Given problem — Change each "boulder" in the entries below to "rock" and write the entries out again with everything else unchanged. Leave the pictures out.

::: Supplied data

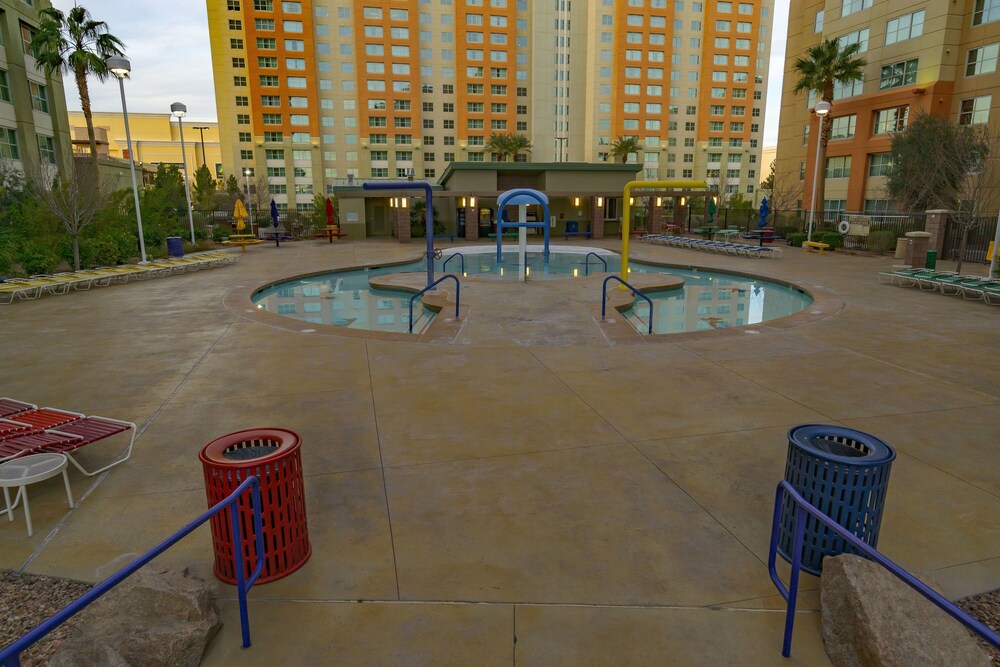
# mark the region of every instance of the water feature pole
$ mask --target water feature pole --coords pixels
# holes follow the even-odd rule
[[[427,181],[389,181],[386,183],[365,183],[364,190],[423,190],[427,202],[427,287],[434,284],[434,201],[431,184]]]

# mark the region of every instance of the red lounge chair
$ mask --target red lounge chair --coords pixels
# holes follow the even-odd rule
[[[0,419],[16,415],[19,412],[34,410],[37,407],[34,403],[15,401],[13,398],[0,398]]]

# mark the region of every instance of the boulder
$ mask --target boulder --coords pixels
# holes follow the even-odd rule
[[[820,601],[835,667],[990,667],[962,624],[867,559],[824,558]]]
[[[221,627],[207,583],[147,565],[80,612],[49,665],[197,667]]]

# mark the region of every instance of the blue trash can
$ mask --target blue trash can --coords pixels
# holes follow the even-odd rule
[[[167,237],[167,254],[171,257],[184,256],[184,239],[179,236]]]
[[[873,435],[842,426],[804,424],[788,432],[785,481],[802,497],[872,547],[878,547],[889,471],[896,452]],[[791,562],[794,505],[781,508],[778,553]],[[806,517],[802,569],[820,574],[824,556],[851,552],[846,541]]]

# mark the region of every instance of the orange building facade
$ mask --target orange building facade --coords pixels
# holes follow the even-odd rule
[[[815,95],[793,94],[794,61],[823,39],[861,44],[864,81],[838,86],[827,145],[827,215],[896,210],[885,191],[894,132],[918,112],[963,124],[1000,122],[1000,2],[898,3],[843,0],[792,3],[775,173],[799,183],[799,206],[814,206],[819,121]],[[994,195],[1000,205],[1000,198]],[[815,202],[819,210],[820,202]]]
[[[211,0],[224,171],[280,209],[348,181],[600,162],[757,196],[770,0]]]

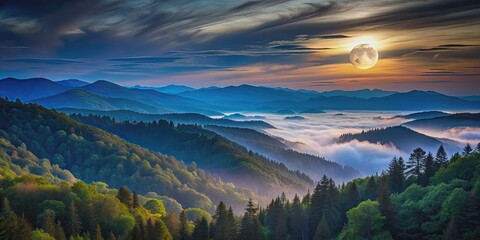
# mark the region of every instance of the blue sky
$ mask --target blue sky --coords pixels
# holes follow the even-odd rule
[[[480,2],[4,1],[0,77],[472,95]],[[370,43],[380,60],[355,69]]]

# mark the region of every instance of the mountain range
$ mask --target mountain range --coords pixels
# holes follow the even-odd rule
[[[86,84],[86,85],[85,85]],[[222,115],[221,112],[251,111],[275,113],[283,112],[321,112],[322,110],[475,110],[480,109],[480,101],[466,100],[432,91],[391,92],[378,89],[358,91],[315,92],[285,88],[259,87],[251,85],[210,87],[193,89],[185,86],[170,85],[161,89],[123,87],[105,80],[86,83],[78,80],[54,82],[44,78],[0,80],[0,96],[22,101],[40,102],[45,97],[49,106],[68,108],[65,95],[69,90],[80,89],[102,97],[86,93],[73,94],[75,108],[98,109],[95,106],[110,105],[118,109],[120,99],[140,102],[153,108],[147,110],[138,103],[124,104],[122,110],[142,112],[193,112],[206,115]],[[185,91],[184,91],[185,90]],[[169,92],[164,93],[161,91]],[[71,94],[71,93],[70,93]],[[95,104],[98,99],[100,103]],[[124,100],[122,100],[125,102]],[[121,102],[122,102],[121,101]],[[111,103],[117,102],[117,103]],[[120,104],[121,105],[121,104]],[[132,106],[133,105],[133,106]],[[135,111],[135,110],[134,110]]]
[[[417,147],[435,152],[440,145],[444,145],[445,149],[450,153],[460,150],[455,141],[430,137],[404,126],[378,128],[362,131],[360,133],[342,134],[336,141],[338,143],[345,143],[353,140],[367,141],[373,144],[393,145],[397,149],[406,153],[411,152]]]
[[[206,126],[249,150],[258,152],[268,158],[285,164],[289,169],[298,170],[320,180],[328,175],[336,181],[345,181],[360,176],[360,173],[351,167],[327,161],[325,158],[300,153],[292,149],[283,139],[278,139],[253,129]]]

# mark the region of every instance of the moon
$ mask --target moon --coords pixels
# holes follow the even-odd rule
[[[359,44],[350,52],[350,62],[358,69],[369,69],[378,61],[378,51],[370,44]]]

::::::

Worked solution —
# mark the region of every instance of the water feature pole
$ mask --target water feature pole --coords pixels
# holes follow the even-odd rule
[[[427,181],[389,181],[386,183],[365,183],[364,190],[423,190],[427,202],[427,287],[434,284],[434,201],[431,184]]]

# mark the region of every instance of the red lounge chair
$ mask --target red lounge chair --coords pixels
# holes follow the even-odd rule
[[[0,419],[16,415],[19,412],[34,410],[37,407],[34,403],[15,401],[13,398],[0,398]]]

# mark the region of every instance of the rock
$ mask --target rock --coords pixels
# holes follow the even-odd rule
[[[820,601],[835,667],[990,667],[962,624],[867,559],[824,558]]]
[[[221,627],[207,583],[147,565],[80,612],[49,665],[197,667]]]

# mark the region of every instance of the blue trash can
$ mask --target blue trash can --coords pixels
# holes follow the even-odd rule
[[[167,237],[167,254],[171,257],[184,256],[184,239],[179,236]]]
[[[873,435],[842,426],[804,424],[788,432],[785,481],[802,497],[872,547],[878,547],[889,471],[896,452]],[[791,562],[794,505],[781,508],[778,553]],[[806,517],[802,569],[820,574],[824,556],[851,552],[846,541]]]

# mark the region of every instance of the orange building facade
$ mask --target orange building facade --coords pixels
# holes follow the even-odd rule
[[[815,95],[793,94],[794,61],[823,39],[861,44],[864,81],[838,86],[827,145],[827,215],[896,210],[885,191],[894,132],[918,112],[963,124],[1000,122],[1000,2],[898,3],[843,0],[792,3],[775,173],[799,183],[799,206],[814,206],[819,121]],[[994,195],[1000,205],[1000,198]],[[815,202],[819,210],[820,202]]]
[[[211,0],[224,171],[280,209],[348,181],[600,162],[757,196],[770,0]]]

# mark the region of every instance of the blue sky
$ mask --target blue sky --coords pixels
# holes follow the even-odd rule
[[[480,2],[4,1],[0,77],[472,95]],[[370,43],[380,60],[355,69]]]

# mark the region of every instance of the mountain range
$ mask --target mountain range --coords pixels
# holes follow the even-odd rule
[[[86,84],[86,85],[85,85]],[[222,115],[221,112],[251,111],[275,113],[283,112],[321,112],[322,110],[475,110],[480,109],[480,101],[466,100],[432,91],[391,92],[378,89],[358,91],[315,92],[285,88],[259,87],[251,85],[210,87],[193,89],[185,86],[170,85],[161,89],[123,87],[105,80],[86,83],[78,80],[54,82],[44,78],[0,80],[0,96],[22,101],[40,102],[45,97],[49,106],[68,108],[65,95],[69,90],[80,89],[102,97],[86,93],[73,94],[75,108],[98,109],[95,106],[110,105],[118,109],[120,99],[140,102],[153,108],[147,110],[138,103],[124,104],[122,110],[142,112],[193,112],[206,115]],[[185,91],[184,91],[185,90]],[[169,92],[164,93],[161,91]],[[71,94],[71,93],[70,93]],[[95,104],[98,99],[100,103]],[[124,100],[122,100],[125,102]],[[121,102],[122,102],[121,101]],[[111,103],[117,102],[117,103]],[[120,104],[121,105],[121,104]],[[132,106],[133,105],[133,106]],[[135,111],[135,110],[134,110]]]
[[[417,147],[435,152],[440,145],[444,145],[445,149],[450,153],[460,150],[455,141],[430,137],[404,126],[378,128],[362,131],[360,133],[342,134],[336,141],[338,143],[345,143],[353,140],[367,141],[373,144],[393,145],[397,149],[406,153],[411,152]]]
[[[206,126],[249,150],[258,152],[268,158],[285,164],[289,169],[298,170],[320,180],[328,175],[336,181],[345,181],[360,176],[360,173],[351,167],[327,161],[325,158],[300,153],[292,149],[283,139],[278,139],[253,129]]]

# mark the region of every instance of the moon
$ mask --target moon --coords pixels
# holes follow the even-odd rule
[[[359,44],[350,52],[350,62],[358,69],[369,69],[378,61],[378,51],[370,44]]]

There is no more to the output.